CHAPTER THIRTEEN
CENSORSHIP AND THE PEOPLE
The greatest tragedy that could overcome a country would be for it to fight a successful war in defence of liberty and lose its own liberty in the process.”
Robert Gordon Menzies,
Former Prime Minister of Australia (1939-1941 and 1949-1966).
The first newspaper stories of the Japanese attack did not appear in Sydney until the late editions on 1 June 1942. According to Daily Telegraph journalist, John , two articles were filed immediately after the attack, including his own, but neither article ran for censorship reasons.
The duty censor officer in Sydney on Sunday 31 May was 35-year-old Tulla Brown who remembers the Navy imposed an embargo on press cover for several hours, thus, news of the attack did not make the morning editions.
By fortuitous circumstances, Tulla Brown was the only press censor working when most of the harbour action was on and for some hours afterwards. The press censorship operated on overlapping rosters, usually four or five censors on duty at any one time. The shift of which she was part worked from 6:00 pm to 2:00 am on every night except Sunday. Because Sundays were quiet, the shift was from mid-afternoon until 11:00 pm.
In a letter published in the Bulletin in 1982, Tulla Brown wrote that Sundays from 11:00 pm were not only unusually quiet nights for submissions, they were also notable for lack of late night or all-night transport. Because her transport was the all-night Watsons Bay tram, she was scheduled on alone until 2:00 am. She said that had she been one of a team instead of alone on duty, she would not have had such vivid recollections of that dramatic night.
Tulla Brown recalled that one of the censors who had signed off at 11:00 pm had rang her from Circular Quay before 11:30 pm, telling her that “things are popping down here” with some sort of naval action and warning her to be ready for a very busy night.
I then promptly telephoned and awakened the chief censor in Canberra, believing, rightly, that he in turn would need to ring the Prime Minister, asleep or awake, as press submissions on a subject so much involved with security would certainly be flowing in.
She recalls their talk led to a mutual feeling that if people near the Quay, or living where they had harbour-side views and were hearing and seeing gunfire, as well as hectic searchlight activity and explosions, that it was important to quickly formulate censorship directions to allow for speedy publication. She wrote the concern was that delays would heighten public alarm.

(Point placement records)
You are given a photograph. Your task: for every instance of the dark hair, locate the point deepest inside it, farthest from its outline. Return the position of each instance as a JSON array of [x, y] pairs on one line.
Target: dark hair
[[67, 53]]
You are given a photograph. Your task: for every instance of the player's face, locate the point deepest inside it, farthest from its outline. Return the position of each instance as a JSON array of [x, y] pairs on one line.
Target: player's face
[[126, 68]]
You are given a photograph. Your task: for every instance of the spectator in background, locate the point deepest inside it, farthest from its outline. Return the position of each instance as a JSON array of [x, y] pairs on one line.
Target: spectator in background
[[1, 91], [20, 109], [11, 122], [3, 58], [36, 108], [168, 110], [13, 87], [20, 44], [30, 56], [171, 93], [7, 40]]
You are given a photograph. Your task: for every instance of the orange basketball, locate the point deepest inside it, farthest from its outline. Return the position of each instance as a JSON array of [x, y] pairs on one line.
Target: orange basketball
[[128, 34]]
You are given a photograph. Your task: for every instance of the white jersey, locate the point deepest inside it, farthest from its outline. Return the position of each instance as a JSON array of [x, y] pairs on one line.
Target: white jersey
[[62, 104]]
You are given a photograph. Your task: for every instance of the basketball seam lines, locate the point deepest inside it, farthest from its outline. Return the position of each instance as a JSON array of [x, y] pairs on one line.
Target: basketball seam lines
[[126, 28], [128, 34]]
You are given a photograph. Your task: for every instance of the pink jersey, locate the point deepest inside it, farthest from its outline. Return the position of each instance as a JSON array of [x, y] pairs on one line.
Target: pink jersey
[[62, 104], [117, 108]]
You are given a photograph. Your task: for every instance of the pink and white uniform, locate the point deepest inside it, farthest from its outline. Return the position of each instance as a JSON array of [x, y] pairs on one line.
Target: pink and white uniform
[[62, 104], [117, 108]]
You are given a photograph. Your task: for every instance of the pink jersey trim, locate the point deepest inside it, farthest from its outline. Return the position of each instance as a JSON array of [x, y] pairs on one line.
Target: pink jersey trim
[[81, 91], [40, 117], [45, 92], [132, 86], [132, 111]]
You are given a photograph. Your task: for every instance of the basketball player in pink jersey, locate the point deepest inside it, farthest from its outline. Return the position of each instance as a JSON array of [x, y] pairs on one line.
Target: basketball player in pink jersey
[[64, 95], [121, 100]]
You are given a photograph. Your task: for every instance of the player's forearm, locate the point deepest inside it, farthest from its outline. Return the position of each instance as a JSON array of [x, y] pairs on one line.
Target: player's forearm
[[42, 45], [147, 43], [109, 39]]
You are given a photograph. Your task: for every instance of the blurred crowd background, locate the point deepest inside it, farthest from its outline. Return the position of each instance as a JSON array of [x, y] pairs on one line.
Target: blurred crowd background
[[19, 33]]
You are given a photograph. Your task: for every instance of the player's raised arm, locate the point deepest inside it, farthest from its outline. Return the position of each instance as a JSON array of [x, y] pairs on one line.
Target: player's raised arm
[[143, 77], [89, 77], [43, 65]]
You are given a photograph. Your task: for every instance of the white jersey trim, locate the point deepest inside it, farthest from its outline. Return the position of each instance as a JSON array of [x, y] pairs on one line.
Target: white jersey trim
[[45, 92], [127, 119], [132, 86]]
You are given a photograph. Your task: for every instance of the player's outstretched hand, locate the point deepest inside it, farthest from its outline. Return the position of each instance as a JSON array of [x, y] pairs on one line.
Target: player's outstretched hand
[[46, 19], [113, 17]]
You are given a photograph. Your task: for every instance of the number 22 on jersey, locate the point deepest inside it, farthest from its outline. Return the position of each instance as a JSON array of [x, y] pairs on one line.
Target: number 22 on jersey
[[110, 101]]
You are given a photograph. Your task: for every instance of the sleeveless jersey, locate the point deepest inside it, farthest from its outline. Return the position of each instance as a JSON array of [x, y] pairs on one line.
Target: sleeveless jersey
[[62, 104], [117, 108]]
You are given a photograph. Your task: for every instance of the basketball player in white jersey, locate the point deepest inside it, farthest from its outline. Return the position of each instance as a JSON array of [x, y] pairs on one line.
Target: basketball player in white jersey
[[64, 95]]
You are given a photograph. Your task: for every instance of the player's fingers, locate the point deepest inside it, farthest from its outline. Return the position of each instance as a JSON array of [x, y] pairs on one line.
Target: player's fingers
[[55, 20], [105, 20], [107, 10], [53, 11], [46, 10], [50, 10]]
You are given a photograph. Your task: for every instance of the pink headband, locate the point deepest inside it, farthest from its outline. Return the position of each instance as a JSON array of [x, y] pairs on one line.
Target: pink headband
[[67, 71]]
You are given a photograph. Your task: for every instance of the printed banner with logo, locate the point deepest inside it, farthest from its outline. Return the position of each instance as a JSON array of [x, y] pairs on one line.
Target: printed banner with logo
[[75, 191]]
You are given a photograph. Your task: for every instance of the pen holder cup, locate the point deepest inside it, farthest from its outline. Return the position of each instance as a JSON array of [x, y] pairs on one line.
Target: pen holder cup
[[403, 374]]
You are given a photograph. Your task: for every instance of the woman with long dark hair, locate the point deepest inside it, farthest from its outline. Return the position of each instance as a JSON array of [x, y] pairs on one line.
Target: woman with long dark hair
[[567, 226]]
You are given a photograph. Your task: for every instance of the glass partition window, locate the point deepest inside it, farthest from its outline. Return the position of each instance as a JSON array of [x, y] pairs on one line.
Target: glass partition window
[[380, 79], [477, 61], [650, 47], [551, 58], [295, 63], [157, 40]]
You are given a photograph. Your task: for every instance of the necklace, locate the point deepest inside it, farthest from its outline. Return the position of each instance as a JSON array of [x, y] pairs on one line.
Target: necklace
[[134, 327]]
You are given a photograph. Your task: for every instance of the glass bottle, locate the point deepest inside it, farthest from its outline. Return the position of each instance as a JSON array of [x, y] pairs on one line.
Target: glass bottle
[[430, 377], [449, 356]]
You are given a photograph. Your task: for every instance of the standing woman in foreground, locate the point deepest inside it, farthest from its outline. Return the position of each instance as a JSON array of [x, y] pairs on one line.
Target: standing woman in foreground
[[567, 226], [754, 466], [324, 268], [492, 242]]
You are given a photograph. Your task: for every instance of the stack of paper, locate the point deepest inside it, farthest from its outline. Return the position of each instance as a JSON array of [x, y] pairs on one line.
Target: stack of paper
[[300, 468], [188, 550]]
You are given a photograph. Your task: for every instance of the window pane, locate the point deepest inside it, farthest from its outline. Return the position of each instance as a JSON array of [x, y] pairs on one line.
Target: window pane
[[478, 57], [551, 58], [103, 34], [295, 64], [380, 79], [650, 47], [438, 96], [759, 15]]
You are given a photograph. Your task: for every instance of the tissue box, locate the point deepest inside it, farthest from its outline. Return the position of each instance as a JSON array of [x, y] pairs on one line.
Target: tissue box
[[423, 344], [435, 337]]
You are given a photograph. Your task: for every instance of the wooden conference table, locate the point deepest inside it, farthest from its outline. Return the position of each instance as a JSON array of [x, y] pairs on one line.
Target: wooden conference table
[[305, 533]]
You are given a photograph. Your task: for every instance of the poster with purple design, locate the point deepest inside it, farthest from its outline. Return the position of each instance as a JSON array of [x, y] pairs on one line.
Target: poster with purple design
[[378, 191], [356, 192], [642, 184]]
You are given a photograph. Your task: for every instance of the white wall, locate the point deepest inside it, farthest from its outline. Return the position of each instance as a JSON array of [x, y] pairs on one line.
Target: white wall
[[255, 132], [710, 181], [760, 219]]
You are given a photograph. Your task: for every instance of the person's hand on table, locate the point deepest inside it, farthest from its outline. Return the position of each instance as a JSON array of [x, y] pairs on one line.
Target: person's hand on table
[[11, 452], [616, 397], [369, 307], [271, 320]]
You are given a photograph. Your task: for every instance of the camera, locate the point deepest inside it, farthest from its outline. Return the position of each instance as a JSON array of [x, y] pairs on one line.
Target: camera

Prompt A:
Please list each distinct clock time written in figures in the censorship chapter.
Prompt B:
Carry on the censorship chapter, starting after its final sentence.

Written response A:
6:00 pm, 2:00 am, 11:00 pm, 11:30 pm

Written response B:
The chief censor made very subtle private “soundings” of his own by telephone to confirm what he had heard from me, and I from my home-going colleague, before disturbing Mr Curtin. He took the same view as my chief and I had reached.
Of course, the service view had to be determined. I was directed to try to reach Rear-Admiral Muirhead-Gould on the telephone. This was a fruitless exercise. I tried many times but never got past a junior RAN officer at Garden Island, telling me with increasing embarrassment that the Rear-Admiral was not yet available and was, in fact, “patrolling” around the harbour. At some later stage came the rumour, probably from the press, which was then ringing me incessantly, that the Rear-Admiral was “tootling” around vantage points on his motor-scooter, then a novelty in this country. That was perhaps the only laugh of the night.
Tulla Brown wrote that she was directed by the chief censor not to make any reference about harbour events, and that she had to keep in touch with the censorship offices in Brisbane and Melbourne, with the latter obliged to keep in contact with points west and south.
One of my outstanding memories of the night is the harrying I was subjected to from the Daily Telegraph once it was realised that there was “only a woman” on call at our office. I guessed it was hoped that I might panic under the stress of repeated telephone calls and blurt out some information they did not have. First a sub-editor on what was probably a reasonable inquiry. But then, relentlessly at short intervals, the chief sub-editor, the news editor, an unremembered executive, and finally the formidable Brian Penton, then at the top of that paper’s hierarchy.
Daily Telegraph journalist John Hector recounted to the author that some eight weeks earlier, Penton had been told “by the highest authority in Australia” that a Japanese attack on Sydney Harbour was expected. This prediction resulted in a 20 pound wager between Penton and Hector. Hector quite emphatically recalls attempting to file this information sometime before the attack, but censorship prevented the story being published. If true, Hector’s strong recollections point to a national government that knew more than it was letting on.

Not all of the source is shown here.